- **ACTIVITY**
In the listing below, locate the lines that hold "sits" and copy them.

- **EXERCISE MATERIALS**
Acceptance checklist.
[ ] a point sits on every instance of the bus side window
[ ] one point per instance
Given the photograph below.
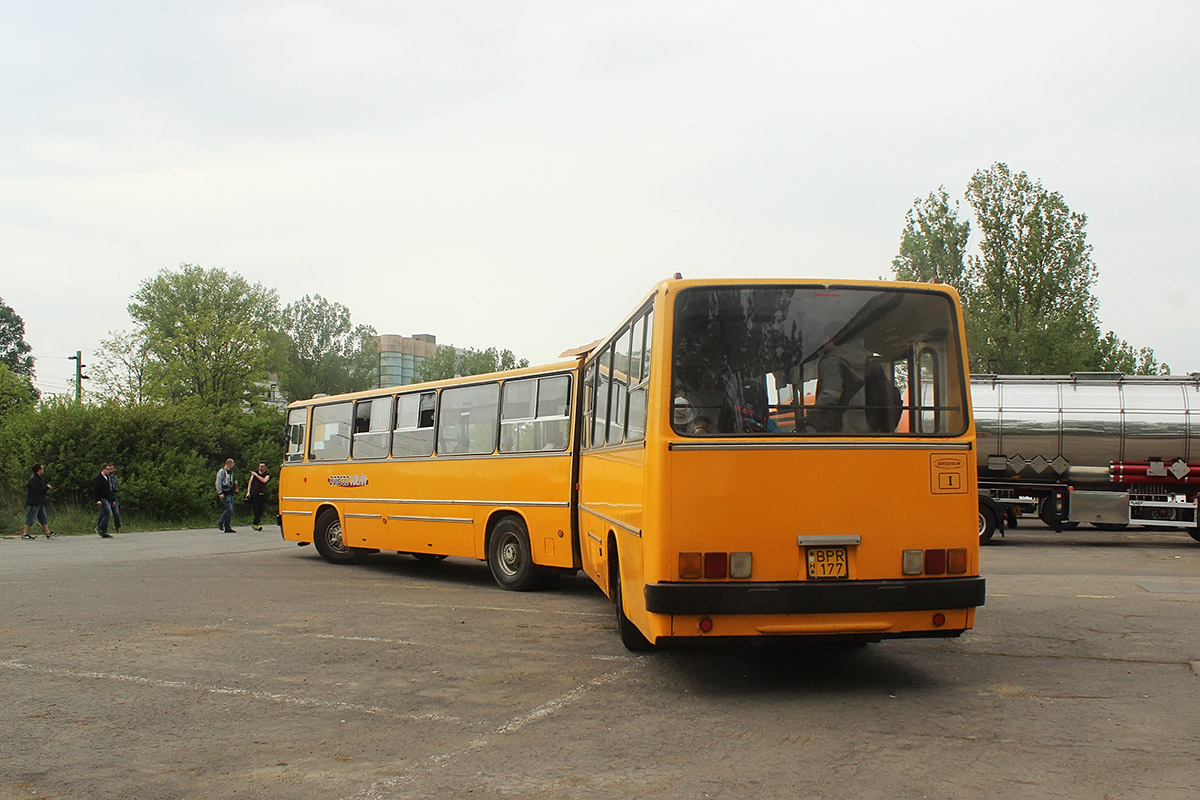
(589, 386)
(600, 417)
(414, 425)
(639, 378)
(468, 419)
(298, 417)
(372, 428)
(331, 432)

* * *

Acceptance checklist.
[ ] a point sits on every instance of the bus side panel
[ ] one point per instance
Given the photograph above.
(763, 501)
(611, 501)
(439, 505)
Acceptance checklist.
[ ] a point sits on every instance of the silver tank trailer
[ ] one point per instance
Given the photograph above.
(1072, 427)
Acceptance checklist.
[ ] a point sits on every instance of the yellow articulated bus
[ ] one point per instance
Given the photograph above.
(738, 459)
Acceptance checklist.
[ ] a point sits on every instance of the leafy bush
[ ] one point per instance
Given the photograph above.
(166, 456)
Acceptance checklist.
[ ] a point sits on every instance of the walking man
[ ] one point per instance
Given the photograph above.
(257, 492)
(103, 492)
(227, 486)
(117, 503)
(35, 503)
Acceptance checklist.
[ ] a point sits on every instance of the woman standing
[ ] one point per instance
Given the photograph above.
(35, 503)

- **COMPLETED TASK**
[ ] a point sits on every instance of the bus side window
[ ] a point sits on every instance of the bus side panel
[ ] a point sits on every instance of the silver tank trailer
[ ] a point sits on every instance of the yellow articulated bus
[ ] a point sits on every instance of the leafy bush
[ ] a point sits on every instance of the walking man
[ ] a point sits on every instance of the woman standing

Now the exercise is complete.